## PROBLEM DESCRIPTION
Collect each line of the items below that contains the string "hair", and copy every such line in full. Case counts: a line matches only if the letters agree in capitalization as well.

## INPUT MATERIAL
========================

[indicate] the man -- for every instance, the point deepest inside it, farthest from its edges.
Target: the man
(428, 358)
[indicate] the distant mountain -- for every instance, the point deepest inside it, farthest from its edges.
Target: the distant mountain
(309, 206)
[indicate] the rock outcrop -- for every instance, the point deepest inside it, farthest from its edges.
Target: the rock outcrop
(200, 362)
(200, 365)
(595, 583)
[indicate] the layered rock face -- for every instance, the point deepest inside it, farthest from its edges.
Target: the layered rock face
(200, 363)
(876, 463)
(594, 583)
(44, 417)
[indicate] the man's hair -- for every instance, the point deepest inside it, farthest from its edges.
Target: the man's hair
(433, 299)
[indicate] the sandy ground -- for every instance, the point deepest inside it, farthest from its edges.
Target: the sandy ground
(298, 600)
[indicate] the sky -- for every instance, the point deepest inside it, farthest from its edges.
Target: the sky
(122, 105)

========================

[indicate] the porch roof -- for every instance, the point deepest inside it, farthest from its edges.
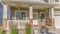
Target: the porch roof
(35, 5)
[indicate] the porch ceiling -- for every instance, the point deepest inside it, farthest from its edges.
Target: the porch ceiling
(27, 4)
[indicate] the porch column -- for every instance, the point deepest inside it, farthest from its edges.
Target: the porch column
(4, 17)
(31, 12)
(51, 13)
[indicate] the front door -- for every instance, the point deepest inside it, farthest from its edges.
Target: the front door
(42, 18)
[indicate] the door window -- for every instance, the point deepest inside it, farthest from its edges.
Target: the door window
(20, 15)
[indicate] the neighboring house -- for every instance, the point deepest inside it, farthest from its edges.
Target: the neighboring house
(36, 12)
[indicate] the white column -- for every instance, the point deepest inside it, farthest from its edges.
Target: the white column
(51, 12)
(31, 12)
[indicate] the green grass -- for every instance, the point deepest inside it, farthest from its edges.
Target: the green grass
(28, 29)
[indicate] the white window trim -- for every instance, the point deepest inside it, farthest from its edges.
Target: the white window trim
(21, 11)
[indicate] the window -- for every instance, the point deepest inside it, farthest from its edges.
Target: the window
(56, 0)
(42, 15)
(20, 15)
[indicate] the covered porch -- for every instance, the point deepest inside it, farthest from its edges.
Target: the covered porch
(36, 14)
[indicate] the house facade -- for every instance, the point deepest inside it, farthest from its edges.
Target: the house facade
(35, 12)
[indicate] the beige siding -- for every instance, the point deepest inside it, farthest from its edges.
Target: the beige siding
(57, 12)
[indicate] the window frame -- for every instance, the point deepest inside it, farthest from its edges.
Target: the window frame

========================

## SOLUTION TO THIS PROBLEM
[indicate] the man's hair -- for every instance, the point deepest inside it, farthest from its edges.
Target: the man's hair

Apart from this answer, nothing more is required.